Supplied data:
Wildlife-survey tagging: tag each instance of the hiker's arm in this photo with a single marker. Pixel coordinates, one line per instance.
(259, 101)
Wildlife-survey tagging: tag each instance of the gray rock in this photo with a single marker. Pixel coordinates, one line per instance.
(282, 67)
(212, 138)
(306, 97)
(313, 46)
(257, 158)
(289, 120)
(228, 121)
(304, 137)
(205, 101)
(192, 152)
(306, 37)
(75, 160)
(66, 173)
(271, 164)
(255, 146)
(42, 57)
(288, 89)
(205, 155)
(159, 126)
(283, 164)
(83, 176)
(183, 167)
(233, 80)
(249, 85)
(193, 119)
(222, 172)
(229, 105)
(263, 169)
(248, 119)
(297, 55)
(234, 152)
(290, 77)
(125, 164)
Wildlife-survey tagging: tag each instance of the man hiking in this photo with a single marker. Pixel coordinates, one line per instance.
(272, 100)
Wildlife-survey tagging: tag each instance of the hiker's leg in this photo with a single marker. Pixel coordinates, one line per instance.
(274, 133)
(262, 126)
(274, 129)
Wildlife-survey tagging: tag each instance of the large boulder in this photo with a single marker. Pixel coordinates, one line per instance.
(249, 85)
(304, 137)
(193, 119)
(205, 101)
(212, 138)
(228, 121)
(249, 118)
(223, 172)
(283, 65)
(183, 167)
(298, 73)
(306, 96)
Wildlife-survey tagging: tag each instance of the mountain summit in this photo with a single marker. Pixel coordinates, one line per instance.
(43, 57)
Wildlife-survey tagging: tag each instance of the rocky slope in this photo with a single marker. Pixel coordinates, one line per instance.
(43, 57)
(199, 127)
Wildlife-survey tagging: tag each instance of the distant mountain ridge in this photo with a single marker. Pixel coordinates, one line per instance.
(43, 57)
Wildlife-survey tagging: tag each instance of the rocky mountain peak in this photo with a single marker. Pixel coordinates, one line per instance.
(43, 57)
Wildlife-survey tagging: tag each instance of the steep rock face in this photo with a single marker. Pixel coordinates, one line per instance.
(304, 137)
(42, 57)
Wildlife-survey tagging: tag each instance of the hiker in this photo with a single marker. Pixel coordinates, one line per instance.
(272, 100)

Directions:
Convert all of the entries above into a JSON array of strings, with each line as its own string and any blank lines omitted.

Response:
[
  "Wildlife-survey tagging: tag each instance of the hiker's arm in this photo with a single marker. Pixel coordinates, one line per instance.",
  "(259, 101)",
  "Wildlife-survey tagging: tag each instance of the gray rock in this photo with a single marker. Pixel coordinates, one line per instance.",
  "(282, 67)",
  "(212, 138)",
  "(306, 97)",
  "(313, 46)",
  "(257, 158)",
  "(289, 120)",
  "(228, 121)",
  "(304, 137)",
  "(205, 101)",
  "(192, 152)",
  "(306, 37)",
  "(75, 160)",
  "(66, 173)",
  "(271, 164)",
  "(255, 146)",
  "(42, 57)",
  "(288, 89)",
  "(205, 155)",
  "(159, 126)",
  "(283, 164)",
  "(83, 176)",
  "(183, 167)",
  "(233, 80)",
  "(249, 85)",
  "(193, 119)",
  "(222, 172)",
  "(229, 105)",
  "(263, 169)",
  "(248, 119)",
  "(297, 55)",
  "(234, 152)",
  "(290, 77)",
  "(125, 164)",
  "Wildlife-survey tagging: tag each instance of the man hiking in this photo with a single marker. Pixel coordinates, one line per instance.",
  "(272, 100)",
  "Wildlife-survey tagging: tag each instance of the hiker's leg in this photo with a single marker. Pixel coordinates, one line per instance.",
  "(274, 133)",
  "(262, 126)",
  "(274, 129)",
  "Wildlife-survey tagging: tag each instance of the large boulder in this photo with a single marker. Pixel coordinates, one line per instance.",
  "(249, 85)",
  "(304, 137)",
  "(193, 119)",
  "(205, 101)",
  "(212, 138)",
  "(228, 121)",
  "(249, 118)",
  "(223, 172)",
  "(283, 65)",
  "(183, 167)",
  "(298, 73)",
  "(306, 96)",
  "Wildlife-survey tagging: tag each instance of the mountain summit in this photo with a single marker. Pixel coordinates, one line per instance.",
  "(43, 57)",
  "Wildlife-survey tagging: tag each instance of the rocky slope in this photo with a single marker. Pixel coordinates, one line per instance.",
  "(43, 57)",
  "(199, 127)",
  "Wildlife-survey tagging: tag each instance of the distant mountain ridge in this photo with a single marker. Pixel coordinates, one line per instance.",
  "(43, 57)",
  "Wildlife-survey tagging: tag each instance of the rocky mountain peak in this photo with a single marker. Pixel coordinates, one line per instance.",
  "(43, 57)",
  "Wildlife-survey tagging: tag each instance of the steep rock face in this photo with a single marker. Pixel coordinates, one line per instance.",
  "(304, 137)",
  "(42, 57)",
  "Wildlife-survey tagging: tag each instance of the hiker in this photo with a single marker. Pixel coordinates, one line per instance.",
  "(272, 100)"
]